* REQUEST *
Copy the stretch from the line containing "Would you be able to point at the sky" through the line containing "Would you be able to point at the palm", substituting "indented" for "pretty-printed" and keeping everything else unchanged.

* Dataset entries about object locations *
--------------------

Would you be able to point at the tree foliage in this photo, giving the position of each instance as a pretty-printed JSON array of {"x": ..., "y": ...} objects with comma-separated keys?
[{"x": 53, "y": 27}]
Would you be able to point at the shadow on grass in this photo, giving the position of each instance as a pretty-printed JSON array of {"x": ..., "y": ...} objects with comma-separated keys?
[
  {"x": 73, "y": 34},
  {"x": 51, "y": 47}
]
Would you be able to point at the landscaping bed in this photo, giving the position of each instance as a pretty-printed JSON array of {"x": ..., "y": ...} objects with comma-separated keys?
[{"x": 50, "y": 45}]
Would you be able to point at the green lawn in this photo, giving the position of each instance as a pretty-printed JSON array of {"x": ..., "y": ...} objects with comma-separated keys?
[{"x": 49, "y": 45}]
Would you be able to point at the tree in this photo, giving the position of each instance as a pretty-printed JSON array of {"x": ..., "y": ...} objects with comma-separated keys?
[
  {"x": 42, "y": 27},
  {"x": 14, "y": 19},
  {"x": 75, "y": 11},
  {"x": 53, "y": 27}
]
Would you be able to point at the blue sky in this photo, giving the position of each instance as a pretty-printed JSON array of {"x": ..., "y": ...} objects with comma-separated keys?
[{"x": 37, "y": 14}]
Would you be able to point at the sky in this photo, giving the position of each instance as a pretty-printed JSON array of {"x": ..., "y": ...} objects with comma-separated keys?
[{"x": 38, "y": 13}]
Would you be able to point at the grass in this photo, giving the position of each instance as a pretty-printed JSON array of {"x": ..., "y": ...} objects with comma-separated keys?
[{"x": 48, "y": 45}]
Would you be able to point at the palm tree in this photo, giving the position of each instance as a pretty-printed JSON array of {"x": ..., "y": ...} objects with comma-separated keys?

--------------------

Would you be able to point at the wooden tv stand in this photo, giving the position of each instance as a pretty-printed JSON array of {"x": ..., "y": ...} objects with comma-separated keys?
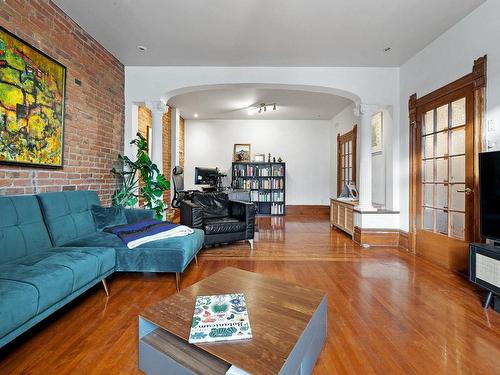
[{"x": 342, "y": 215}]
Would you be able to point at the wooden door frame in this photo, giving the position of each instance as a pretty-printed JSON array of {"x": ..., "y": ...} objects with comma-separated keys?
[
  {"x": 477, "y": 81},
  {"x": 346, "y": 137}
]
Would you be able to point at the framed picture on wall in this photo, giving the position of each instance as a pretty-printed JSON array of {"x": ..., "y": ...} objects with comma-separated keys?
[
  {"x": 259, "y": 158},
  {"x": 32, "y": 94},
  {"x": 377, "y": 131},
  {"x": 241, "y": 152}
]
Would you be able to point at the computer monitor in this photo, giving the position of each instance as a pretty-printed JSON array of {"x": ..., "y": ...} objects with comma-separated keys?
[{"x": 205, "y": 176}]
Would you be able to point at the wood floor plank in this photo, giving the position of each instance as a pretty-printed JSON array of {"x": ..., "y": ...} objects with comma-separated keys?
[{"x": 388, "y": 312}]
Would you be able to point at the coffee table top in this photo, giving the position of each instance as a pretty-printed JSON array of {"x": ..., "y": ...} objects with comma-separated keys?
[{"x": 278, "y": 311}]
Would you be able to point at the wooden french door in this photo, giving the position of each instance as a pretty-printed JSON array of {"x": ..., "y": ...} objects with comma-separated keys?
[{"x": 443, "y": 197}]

--------------------

* WRITTEN ANSWER *
Would you be able to point at the sky in this photo, giving the position of each instance as a indented JSON array of {"x": ..., "y": ...} objects with comma-separated keys?
[{"x": 38, "y": 13}]
Would you be able to point at the grass in this photo, giving the position of each instance as a indented JSON array of {"x": ..., "y": ...} objects with comma-separated keys?
[{"x": 48, "y": 45}]
Would you be able to point at the palm tree in this photo, giving the position of each instance as a indented JSON array of {"x": ..., "y": ...} objects with comma-separated keys?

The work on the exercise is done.